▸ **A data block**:
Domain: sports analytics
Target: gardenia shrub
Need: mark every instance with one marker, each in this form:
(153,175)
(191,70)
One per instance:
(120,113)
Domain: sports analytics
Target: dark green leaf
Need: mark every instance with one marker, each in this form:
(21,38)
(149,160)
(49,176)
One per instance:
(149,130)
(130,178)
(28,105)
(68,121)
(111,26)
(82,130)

▸ **EXERCISE GOAL**: Put each line of the entries above into a numbered list, leaving out any blank lines.

▸ **RESPONSE**:
1. Domain: sports analytics
2. Target: gardenia shrub
3. Need: mark every instance with one marker, each in this form:
4. (153,175)
5. (191,70)
6. One per instance:
7. (120,113)
8. Domain: sports analytics
9. Target: dark green leaf
10. Need: mark every instance with one marker, each in this form:
11. (21,38)
12. (149,160)
13. (49,176)
14. One per instance:
15. (149,130)
16. (130,178)
17. (28,105)
18. (68,121)
19. (111,26)
20. (82,130)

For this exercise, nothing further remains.